[TASK DETAILS]
In the material below, repeat only the lines from the one that holds "In the photograph above, where can the sandy" through the final line, exactly as they stand.

[ENTRIES]
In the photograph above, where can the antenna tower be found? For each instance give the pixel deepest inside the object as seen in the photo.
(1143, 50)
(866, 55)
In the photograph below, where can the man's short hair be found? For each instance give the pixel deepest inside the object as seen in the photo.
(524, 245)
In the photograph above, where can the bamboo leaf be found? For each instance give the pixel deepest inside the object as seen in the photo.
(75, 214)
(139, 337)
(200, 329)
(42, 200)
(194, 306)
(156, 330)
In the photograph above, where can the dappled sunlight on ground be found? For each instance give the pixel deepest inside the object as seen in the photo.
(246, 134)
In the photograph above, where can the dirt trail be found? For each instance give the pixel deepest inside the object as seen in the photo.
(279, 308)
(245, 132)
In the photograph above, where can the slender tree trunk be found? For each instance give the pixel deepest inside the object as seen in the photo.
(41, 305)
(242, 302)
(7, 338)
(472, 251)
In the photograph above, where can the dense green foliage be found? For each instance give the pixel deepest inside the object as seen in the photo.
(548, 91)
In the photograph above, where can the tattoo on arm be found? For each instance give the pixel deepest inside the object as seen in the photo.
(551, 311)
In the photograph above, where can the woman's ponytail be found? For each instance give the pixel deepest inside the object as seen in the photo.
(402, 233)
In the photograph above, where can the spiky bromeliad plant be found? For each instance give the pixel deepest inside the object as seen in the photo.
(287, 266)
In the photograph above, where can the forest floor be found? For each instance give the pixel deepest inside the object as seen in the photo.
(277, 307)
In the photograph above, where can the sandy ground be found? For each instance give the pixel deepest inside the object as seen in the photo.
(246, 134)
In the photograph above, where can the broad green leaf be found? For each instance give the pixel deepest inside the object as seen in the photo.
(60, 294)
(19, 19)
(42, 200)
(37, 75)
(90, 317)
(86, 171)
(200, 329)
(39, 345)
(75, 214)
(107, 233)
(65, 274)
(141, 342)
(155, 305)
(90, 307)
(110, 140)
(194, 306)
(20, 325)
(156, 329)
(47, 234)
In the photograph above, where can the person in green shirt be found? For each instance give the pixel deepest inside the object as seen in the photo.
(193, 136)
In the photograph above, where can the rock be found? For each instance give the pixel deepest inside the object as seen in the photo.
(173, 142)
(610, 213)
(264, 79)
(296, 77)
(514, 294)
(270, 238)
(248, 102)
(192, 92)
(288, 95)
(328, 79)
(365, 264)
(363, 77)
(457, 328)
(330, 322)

[RESULT OF THE TASK]
In the photograph above, where can the sandy ground be found? For each instance give the pixel deepest inside the object as seen in the photo.
(246, 134)
In the photograph above, where can the broad green leaf be found? For each instance give the pixel deepest inside the object as seen in the photo.
(60, 294)
(19, 19)
(42, 200)
(37, 75)
(90, 317)
(86, 171)
(200, 329)
(39, 345)
(75, 214)
(107, 233)
(65, 274)
(141, 342)
(155, 305)
(90, 307)
(110, 140)
(194, 306)
(20, 325)
(156, 329)
(47, 234)
In the photograph above, where can the person in green shirt be found? For each instance give the pixel deepest inside the object as seen in the photo.
(193, 136)
In the photograph above, where can the rock be found? For each instance give the pixel deepest inside the object as seen in the photo.
(173, 142)
(610, 213)
(264, 79)
(296, 77)
(514, 294)
(270, 238)
(248, 102)
(192, 92)
(288, 95)
(328, 79)
(365, 264)
(363, 77)
(457, 328)
(330, 322)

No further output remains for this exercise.